*Goal of the exercise*
Turn the paragraph beginning "Another priority of the project" in the text on the Maaji III water project into a short bulleted list that keeps its main facts.

*Provided text*

22,500 people — including 18,000 refugees and 4,500 host community members near Maaji III refugee settlement in Adjumani district — can now access clean drinking water and have proper sanitation facilities, thanks to a new inclusive project implemented by World Vision.
With funding from the U.S. Department of State’s Bureau of Population, Refugees and Migration (PRM) World Vision constructed a motorized solar-powered water system supplying 112,000 liters of clean drinking water per day to refugees and host community members.
The system is comprised of 32 taps across a 5-kilometer area. With this new motorized system, refugees and host community members no longer have to walk long distances or wait in long lines to fetch water. In addition, three new boreholes have been drilled and four others rehabilitated. To ensure proper use of these facilities, six water user committees have been installed and trained.
Another priority of the project was to minimize the risk of waterborne diseases by increasing access to sanitation and hygiene facilities. World Vision constructed 60 latrines for Persons with Special Needs (PSNs) and 14 blocks of VIP latrines for schools at Maaji III settlement; 5,000 jerry cans and 11,250 female hygiene packets were distributed. More than 1,000 people were trained on proper solid waste management and hand washing, while 60 people with disabilities were trained in soap making.
The $721,927 project was commissioned August 22, 2017 by Jean Woynicki, the U.S. Embassy’s Regional Refugee Coordinator.

*Dataset entries*
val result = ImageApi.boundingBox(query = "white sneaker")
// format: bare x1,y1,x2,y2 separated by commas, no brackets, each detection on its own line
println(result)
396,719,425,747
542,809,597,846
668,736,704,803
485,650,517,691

*Result of the task*
- Aim: reduce the risk of waterborne diseases by expanding access to sanitation and hygiene facilities.
- World Vision built 60 latrines for Persons with Special Needs (PSNs) and 14 blocks of VIP latrines for schools at Maaji III settlement.
- 5,000 jerry cans and 11,250 female hygiene packets were distributed.
- More than 1,000 people were trained in proper solid waste management and hand washing.
- 60 people with disabilities were trained in soap making.